#### THE TASK
All of the data needs to be printed again, exactly as written.
━━━ RECORDS SHOWN ━━━
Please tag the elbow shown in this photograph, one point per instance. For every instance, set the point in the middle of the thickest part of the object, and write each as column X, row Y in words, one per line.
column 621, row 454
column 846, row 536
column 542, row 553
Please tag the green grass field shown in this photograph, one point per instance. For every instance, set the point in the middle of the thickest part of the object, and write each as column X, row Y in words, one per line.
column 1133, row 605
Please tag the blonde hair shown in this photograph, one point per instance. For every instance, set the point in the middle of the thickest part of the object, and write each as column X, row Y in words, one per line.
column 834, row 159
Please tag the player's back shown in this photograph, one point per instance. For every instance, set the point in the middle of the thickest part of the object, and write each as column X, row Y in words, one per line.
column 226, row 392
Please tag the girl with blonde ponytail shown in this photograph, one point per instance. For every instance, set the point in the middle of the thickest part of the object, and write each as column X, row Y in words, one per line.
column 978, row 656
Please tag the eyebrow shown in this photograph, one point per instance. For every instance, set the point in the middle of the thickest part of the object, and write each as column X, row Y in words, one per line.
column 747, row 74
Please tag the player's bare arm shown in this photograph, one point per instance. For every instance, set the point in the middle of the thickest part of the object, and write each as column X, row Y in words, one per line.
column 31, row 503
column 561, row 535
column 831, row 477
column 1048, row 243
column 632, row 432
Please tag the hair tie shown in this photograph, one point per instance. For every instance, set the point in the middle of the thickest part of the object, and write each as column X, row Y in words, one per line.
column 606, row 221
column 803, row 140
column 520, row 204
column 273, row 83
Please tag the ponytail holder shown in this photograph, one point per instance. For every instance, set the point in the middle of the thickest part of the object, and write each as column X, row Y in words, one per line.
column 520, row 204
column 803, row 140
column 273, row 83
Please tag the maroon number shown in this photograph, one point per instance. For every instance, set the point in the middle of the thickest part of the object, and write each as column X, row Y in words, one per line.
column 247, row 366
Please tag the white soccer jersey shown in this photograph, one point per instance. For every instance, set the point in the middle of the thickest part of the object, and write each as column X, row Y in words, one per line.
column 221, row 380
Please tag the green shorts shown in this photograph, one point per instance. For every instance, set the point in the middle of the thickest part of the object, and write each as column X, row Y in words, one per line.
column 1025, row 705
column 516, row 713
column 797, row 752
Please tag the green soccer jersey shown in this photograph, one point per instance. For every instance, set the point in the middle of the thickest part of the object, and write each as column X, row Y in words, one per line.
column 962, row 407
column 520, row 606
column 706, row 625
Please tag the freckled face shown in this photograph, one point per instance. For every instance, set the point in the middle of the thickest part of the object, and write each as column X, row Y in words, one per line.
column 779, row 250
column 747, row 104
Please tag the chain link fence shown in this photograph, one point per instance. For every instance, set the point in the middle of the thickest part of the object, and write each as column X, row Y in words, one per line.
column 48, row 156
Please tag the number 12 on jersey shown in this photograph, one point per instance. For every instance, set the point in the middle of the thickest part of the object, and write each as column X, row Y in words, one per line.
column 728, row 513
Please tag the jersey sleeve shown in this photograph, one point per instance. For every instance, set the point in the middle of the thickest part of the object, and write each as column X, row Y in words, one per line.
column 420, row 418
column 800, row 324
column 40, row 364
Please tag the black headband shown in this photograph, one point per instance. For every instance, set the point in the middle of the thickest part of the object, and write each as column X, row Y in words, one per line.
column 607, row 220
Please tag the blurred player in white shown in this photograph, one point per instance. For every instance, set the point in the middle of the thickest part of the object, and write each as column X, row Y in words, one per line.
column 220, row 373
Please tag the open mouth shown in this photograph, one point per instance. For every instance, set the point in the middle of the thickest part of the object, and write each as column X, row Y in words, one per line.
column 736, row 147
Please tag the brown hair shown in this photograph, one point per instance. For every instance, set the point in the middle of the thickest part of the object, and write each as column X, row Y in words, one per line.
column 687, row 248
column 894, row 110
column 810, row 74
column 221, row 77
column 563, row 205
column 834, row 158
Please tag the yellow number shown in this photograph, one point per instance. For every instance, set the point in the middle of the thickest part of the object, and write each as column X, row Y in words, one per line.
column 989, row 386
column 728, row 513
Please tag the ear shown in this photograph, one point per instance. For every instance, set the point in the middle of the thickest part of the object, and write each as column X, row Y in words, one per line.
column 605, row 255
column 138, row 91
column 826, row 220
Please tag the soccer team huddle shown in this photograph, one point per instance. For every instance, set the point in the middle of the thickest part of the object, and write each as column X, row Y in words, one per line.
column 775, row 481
━━━
#### SOLUTION TO THIS PROBLEM
Please tag the elbow shown in this photograph, one point per instance. For every instance, set the point in the middle of the thickest part of the object, and write each as column X, row Y in words, one per line.
column 621, row 454
column 846, row 536
column 542, row 553
Please tag the green grass field shown in this photograph, one point per instance. For every instance, set the point in the middle of the thickest part of the object, and write each as column X, row Y in words, one per line.
column 1133, row 605
Please tag the blonde hair shown in this photograph, one point per instance. For every instance, set the point in the middle of the thickest part of the object, and write each as column X, row Y in words, one per line.
column 834, row 159
Please tag the player's back shown in this photograph, one point per instance. For every instance, set the point in the middle of the thickest part of the object, and write each as column X, row Y in words, one per line.
column 226, row 392
Please tag the girl with blonde ponytail shown in this photograph, one point per instance. For every instance, set the point in the middle of the thickest part of the object, and write each as column X, row Y in words, one per line.
column 978, row 656
Please tag the eyebrow shown in this photograph, one point per instance. For every instance, set the point in the middle of the thickest part of the object, and write each as column X, row Y in words, one per line.
column 747, row 74
Please tag the player's bare arm shown in this photograph, one point per instance. For every instance, set the point in the middle of the thickest part of the object, and write each as column X, row Y in words, one per line.
column 31, row 503
column 561, row 535
column 831, row 477
column 1048, row 243
column 632, row 432
Please tag the hair tie shown in this photograph, one point per instance. For every instance, set the point in the middle of the thickest part of the object, and write each as column X, row Y in words, one per line.
column 606, row 221
column 803, row 140
column 520, row 204
column 273, row 83
Please tag the ponytail holder shown in this photograph, one point per instance. For every instance, set the point in the middle of the thickest part of the object, and write each as column X, row Y in words, one per line.
column 520, row 204
column 803, row 140
column 273, row 83
Please tag the maroon number shown in this photograph, one point per instance. For every instance, set the point in the middle of the thickest part of the object, and write each as column X, row Y in words, one per line.
column 247, row 366
Please tag the white soccer jersey shown in this photograph, one point per instance. For every instance, set the point in the middle of the thickest part of the object, and write each as column X, row Y in words, one per line.
column 221, row 380
Please tag the green shorts shown in this photograph, one point per instance. For every instance, set the point in the middle of the thickest part of the object, and write each as column X, row Y in words, one per line.
column 1025, row 705
column 516, row 713
column 797, row 752
Please tag the green soccer jersey shown in this photograph, one point per instance. For every instance, set the point in the middle of the thickest part of the object, and write each as column X, row Y in words, one per line.
column 962, row 407
column 520, row 606
column 706, row 625
Please tag the freckled face shown in this photograph, one point per instance. For every instance, set the point in the middle of the thickest part of the object, and write each as column X, row Y in words, one per line.
column 779, row 250
column 747, row 104
Please tag the chain link fence shown in this photograph, one point per instance. For every instance, set the point in the middle of the thickest part of the object, and write each as column X, row Y in words, one per line.
column 48, row 156
Please tag the number 12 on jersey shown in this photograph, one point per instance. For every instance, set the point in the middle of the thickest part of the object, and write each as column X, row Y in words, one per line.
column 728, row 513
Please tag the jersey sleeve shown in this photograph, one point per instance. For every instance, set the point in the middle of the thickest part of the object, and write each as column X, row Y in words, one per line.
column 420, row 418
column 800, row 324
column 40, row 364
Please tag the black headband shown in this photograph, one point per instance. For every instance, set the point in the middle of the thickest part of the object, and write each as column X, row Y in words, one per line.
column 607, row 220
Please tag the blurred player in white shown in this photograph, one point per instance. For every instance, set the point in the middle of the thickest part of the object, and write each as column X, row Y in words, one per line.
column 220, row 373
Please tag the open mouth shown in this photograph, one point per instance. For every instance, set the point in the middle of the thickest part of the object, and write each as column X, row Y in words, one per line.
column 736, row 147
Please tag the brown hair shown in this photograph, one point per instance. For every instance, set the point in the middle of the thickest part of the object, and write each as column X, row Y in words, one per line.
column 687, row 248
column 894, row 110
column 810, row 74
column 221, row 77
column 563, row 205
column 834, row 158
Please tag the yellow number shown in this photograph, one point per instance. For every instance, set the point in the middle of the thickest part of the object, and write each as column X, row Y in words, one per line.
column 989, row 386
column 728, row 513
Please tag the ear shown in this photograph, one point per instance. For every instance, set the point in the middle of the thickest part of the object, and write each as column X, row Y in words, one per line.
column 605, row 255
column 138, row 91
column 826, row 220
Please tag the soccer team huddle shown in this photograph, one point per instance. For every instance, set the point in the middle of the thickest part of the object, and write each as column X, row Y in words, one per line.
column 775, row 481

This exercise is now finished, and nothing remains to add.